*Entries supplied*:

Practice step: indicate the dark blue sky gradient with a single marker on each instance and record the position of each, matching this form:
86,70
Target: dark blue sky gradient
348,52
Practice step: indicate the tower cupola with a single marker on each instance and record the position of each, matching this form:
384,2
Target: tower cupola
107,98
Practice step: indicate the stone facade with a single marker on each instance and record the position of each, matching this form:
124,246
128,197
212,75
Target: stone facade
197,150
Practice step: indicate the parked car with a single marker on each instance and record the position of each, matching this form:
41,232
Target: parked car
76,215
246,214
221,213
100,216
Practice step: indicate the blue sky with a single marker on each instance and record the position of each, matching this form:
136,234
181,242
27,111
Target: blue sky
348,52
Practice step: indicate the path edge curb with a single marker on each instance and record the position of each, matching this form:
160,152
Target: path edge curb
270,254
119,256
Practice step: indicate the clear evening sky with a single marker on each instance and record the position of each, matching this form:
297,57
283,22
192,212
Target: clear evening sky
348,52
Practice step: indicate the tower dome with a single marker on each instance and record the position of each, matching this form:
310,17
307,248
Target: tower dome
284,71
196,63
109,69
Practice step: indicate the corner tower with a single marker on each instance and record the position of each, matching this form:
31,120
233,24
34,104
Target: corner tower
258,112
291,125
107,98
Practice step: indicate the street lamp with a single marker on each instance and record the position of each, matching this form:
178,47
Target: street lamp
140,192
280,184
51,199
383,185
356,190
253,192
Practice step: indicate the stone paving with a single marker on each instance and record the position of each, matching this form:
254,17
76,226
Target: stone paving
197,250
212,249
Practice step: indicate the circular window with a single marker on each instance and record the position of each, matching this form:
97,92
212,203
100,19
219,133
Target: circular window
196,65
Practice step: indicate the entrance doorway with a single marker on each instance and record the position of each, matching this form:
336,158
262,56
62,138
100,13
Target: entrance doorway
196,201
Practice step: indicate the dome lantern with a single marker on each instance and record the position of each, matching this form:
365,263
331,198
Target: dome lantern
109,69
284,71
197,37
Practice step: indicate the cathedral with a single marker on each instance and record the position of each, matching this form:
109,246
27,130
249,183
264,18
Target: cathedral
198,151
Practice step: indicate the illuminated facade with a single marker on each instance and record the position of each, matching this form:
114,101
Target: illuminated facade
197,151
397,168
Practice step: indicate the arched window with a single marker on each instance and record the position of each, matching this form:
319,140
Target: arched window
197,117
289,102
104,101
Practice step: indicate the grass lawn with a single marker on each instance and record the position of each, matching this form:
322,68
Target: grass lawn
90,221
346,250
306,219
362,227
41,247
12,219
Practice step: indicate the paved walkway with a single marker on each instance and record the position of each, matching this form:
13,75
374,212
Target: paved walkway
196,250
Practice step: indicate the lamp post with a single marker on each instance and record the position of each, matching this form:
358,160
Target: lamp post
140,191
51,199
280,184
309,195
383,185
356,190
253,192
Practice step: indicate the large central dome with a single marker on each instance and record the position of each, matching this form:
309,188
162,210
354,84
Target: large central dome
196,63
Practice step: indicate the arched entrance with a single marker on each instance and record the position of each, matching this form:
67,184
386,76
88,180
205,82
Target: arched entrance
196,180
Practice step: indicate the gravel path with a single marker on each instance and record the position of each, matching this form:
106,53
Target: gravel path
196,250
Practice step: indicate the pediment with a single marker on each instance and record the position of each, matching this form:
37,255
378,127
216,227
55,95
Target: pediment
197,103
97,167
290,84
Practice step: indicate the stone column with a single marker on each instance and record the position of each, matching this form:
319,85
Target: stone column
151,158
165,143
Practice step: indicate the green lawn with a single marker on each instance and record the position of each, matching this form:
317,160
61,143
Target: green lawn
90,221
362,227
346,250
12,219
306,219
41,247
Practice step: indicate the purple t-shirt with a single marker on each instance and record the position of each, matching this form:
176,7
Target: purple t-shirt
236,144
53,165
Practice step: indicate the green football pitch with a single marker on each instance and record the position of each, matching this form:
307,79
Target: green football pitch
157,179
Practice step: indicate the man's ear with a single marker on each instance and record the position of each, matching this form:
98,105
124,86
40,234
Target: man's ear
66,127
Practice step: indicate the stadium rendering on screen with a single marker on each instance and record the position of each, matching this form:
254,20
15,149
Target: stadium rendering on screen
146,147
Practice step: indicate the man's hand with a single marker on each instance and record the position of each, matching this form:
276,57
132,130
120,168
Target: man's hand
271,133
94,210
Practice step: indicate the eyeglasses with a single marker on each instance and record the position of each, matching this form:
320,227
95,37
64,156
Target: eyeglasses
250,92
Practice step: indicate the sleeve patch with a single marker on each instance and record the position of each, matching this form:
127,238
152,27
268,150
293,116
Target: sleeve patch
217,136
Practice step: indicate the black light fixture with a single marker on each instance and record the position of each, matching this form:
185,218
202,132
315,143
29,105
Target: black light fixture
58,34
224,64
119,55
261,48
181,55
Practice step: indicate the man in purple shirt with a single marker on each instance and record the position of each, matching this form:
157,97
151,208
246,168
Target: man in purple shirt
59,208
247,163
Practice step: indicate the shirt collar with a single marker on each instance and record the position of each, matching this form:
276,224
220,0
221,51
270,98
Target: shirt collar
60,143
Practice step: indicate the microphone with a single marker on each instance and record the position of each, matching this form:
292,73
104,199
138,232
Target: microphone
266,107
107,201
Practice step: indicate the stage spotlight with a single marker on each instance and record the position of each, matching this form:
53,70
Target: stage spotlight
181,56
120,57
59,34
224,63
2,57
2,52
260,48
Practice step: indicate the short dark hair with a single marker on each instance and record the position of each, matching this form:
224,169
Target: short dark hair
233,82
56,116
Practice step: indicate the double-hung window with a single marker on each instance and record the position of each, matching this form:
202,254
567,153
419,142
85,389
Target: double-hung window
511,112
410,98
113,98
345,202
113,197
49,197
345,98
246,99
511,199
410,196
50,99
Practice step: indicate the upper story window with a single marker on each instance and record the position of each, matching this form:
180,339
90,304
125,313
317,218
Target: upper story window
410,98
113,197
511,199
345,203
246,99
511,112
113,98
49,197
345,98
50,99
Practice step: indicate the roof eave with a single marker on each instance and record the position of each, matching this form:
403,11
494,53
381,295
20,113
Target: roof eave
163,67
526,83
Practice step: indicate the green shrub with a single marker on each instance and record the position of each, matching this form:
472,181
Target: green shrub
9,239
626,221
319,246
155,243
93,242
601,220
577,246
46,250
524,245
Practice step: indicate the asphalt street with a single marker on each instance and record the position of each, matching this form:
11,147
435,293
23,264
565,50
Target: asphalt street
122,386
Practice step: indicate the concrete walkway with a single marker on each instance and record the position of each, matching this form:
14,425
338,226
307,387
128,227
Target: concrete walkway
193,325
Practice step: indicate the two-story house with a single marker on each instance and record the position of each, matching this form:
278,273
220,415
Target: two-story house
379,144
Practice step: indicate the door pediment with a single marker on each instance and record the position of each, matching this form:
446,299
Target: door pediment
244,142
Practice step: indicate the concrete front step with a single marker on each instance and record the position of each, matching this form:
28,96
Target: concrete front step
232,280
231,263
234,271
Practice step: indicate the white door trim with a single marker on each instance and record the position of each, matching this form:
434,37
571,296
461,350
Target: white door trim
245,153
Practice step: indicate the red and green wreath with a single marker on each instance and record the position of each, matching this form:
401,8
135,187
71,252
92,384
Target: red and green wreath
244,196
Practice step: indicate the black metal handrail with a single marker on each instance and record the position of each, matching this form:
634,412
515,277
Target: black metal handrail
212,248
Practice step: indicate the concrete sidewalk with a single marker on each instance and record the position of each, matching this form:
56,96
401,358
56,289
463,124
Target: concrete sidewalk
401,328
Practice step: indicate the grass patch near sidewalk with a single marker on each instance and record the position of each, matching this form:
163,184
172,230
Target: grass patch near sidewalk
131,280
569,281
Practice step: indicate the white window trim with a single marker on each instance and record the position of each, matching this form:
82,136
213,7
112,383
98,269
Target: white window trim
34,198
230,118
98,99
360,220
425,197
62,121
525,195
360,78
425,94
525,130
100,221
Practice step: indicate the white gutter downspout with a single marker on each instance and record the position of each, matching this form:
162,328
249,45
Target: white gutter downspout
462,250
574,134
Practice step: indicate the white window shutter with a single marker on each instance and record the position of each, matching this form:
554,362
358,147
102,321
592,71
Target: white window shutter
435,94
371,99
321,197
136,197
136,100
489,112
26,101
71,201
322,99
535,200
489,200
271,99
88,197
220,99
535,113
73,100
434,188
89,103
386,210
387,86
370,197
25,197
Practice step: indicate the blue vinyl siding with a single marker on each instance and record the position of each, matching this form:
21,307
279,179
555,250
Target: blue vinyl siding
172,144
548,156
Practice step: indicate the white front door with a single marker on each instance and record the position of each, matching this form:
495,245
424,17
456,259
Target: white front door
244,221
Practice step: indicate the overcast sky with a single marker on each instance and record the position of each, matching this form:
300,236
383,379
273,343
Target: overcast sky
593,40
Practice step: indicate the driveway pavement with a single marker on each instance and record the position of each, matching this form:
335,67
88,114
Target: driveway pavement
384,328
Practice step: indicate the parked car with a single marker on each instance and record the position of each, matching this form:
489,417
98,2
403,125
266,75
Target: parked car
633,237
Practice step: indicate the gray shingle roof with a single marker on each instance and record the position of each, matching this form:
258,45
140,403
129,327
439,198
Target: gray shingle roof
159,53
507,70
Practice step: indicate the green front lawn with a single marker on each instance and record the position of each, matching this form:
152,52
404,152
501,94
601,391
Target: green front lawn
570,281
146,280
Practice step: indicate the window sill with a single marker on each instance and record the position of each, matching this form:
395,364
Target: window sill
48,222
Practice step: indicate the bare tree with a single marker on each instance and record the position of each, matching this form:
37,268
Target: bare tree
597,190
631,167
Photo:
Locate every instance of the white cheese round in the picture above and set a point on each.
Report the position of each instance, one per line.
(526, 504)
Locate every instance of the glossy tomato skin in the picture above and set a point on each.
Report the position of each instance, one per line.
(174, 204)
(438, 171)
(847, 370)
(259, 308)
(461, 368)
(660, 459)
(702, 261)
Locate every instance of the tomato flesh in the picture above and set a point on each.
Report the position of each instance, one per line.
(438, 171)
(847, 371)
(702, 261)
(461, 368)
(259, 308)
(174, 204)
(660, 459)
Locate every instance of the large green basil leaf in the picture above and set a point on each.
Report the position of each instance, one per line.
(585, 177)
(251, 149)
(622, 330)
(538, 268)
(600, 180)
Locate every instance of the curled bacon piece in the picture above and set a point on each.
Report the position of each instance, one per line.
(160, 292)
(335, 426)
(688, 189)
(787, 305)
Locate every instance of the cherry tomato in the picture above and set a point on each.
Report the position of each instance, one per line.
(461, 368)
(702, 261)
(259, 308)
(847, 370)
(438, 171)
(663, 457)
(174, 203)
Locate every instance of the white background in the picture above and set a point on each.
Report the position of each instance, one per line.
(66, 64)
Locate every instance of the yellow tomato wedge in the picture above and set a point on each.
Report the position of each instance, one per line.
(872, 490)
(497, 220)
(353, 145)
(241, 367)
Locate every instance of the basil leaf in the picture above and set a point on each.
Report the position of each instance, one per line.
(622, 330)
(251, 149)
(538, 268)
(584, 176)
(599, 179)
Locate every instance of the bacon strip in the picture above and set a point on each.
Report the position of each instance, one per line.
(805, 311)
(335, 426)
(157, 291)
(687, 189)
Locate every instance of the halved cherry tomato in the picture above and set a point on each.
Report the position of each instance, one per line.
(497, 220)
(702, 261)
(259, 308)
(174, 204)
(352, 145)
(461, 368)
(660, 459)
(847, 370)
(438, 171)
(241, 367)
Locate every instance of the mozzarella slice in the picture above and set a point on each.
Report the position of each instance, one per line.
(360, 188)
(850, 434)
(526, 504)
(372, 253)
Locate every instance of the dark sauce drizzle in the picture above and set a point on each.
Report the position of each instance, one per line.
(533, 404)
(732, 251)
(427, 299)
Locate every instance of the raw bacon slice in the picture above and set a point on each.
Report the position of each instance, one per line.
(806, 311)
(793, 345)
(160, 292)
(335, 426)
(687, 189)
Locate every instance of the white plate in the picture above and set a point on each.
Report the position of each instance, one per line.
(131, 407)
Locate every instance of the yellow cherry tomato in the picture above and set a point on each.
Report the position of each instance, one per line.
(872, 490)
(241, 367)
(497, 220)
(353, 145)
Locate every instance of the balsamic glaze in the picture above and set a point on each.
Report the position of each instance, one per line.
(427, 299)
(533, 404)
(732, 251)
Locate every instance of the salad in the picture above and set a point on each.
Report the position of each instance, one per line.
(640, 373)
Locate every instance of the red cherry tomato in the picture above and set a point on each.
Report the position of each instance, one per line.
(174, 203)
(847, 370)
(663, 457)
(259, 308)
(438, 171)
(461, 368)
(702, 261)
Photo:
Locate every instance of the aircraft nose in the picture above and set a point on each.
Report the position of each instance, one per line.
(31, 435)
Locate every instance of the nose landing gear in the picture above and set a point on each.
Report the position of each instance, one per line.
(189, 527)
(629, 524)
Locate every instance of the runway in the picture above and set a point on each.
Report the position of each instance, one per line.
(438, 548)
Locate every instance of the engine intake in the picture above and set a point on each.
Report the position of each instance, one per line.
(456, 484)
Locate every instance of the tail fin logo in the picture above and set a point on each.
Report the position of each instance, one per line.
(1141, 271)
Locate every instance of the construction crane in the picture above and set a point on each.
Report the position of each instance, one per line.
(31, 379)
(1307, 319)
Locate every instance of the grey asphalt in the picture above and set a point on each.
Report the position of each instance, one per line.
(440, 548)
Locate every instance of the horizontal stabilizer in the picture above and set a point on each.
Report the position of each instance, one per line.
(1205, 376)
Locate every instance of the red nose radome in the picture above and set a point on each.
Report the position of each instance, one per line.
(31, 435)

*Exercise description*: All lines that contain the word "basil" must be copied from the records above.

*Task answer*:
Locate every instance of the large green basil leaf in the picture above and set a point on each.
Locate every instance of the basil leaf in the picture above and set a point on each.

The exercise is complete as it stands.